Extracted entries:
---

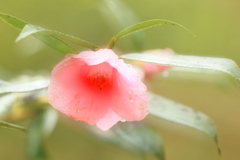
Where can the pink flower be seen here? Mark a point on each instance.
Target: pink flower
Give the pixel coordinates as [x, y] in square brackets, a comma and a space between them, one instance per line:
[153, 69]
[97, 88]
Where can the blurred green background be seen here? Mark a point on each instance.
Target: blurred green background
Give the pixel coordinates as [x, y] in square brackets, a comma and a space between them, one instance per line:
[216, 24]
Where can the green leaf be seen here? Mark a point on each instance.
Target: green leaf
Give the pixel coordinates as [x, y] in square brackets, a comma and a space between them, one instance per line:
[6, 103]
[25, 87]
[12, 126]
[217, 64]
[142, 26]
[181, 114]
[40, 128]
[35, 30]
[135, 137]
[47, 39]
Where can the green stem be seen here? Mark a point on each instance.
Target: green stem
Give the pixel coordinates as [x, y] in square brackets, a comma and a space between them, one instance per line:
[12, 126]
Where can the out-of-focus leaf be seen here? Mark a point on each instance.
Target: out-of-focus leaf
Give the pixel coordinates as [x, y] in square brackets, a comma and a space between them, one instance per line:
[2, 82]
[218, 64]
[25, 87]
[135, 137]
[142, 26]
[181, 114]
[40, 128]
[117, 19]
[45, 38]
[12, 126]
[35, 30]
[6, 103]
[193, 76]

---

Problem description: Reproduce all of the material above word for word, leaving out the pictures.

Answer to the exercise:
Where can the pink flower be seen here? Mark a point on each instance.
Target: pink flower
Give the pixel coordinates as [x, y] in square brackets, a comma and a space between them, one instance per line:
[153, 69]
[97, 88]
Where can the blurred green background be seen here? Mark a point on each instance.
Target: blurred green background
Give the pixel coordinates as [x, y] in square brackets, a comma and a space between them, one instance per line:
[216, 24]
Where can the green leaf be seen here? Mark a point on each instance.
Target: green leaf
Give the pixel coordinates as [x, y] in square brackets, a comma and a space between them, one instance per line:
[6, 103]
[25, 87]
[12, 126]
[217, 64]
[142, 26]
[181, 114]
[40, 128]
[35, 30]
[135, 137]
[47, 39]
Where can the green stem be seen here? Mark a point on each instance.
Target: green stem
Give the pixel coordinates as [x, y] in square brackets, a comma and a space between them, one instance per line:
[12, 126]
Where can the out-of-focus leaf be seen here? Mark a point on each instance.
Target: out-of-focus leaf
Give the pixel coordinates as [x, y] in square brackets, a comma and a space between them, one instance per line:
[2, 82]
[218, 64]
[25, 87]
[135, 137]
[142, 26]
[181, 114]
[40, 128]
[117, 19]
[45, 38]
[12, 126]
[35, 30]
[6, 103]
[193, 76]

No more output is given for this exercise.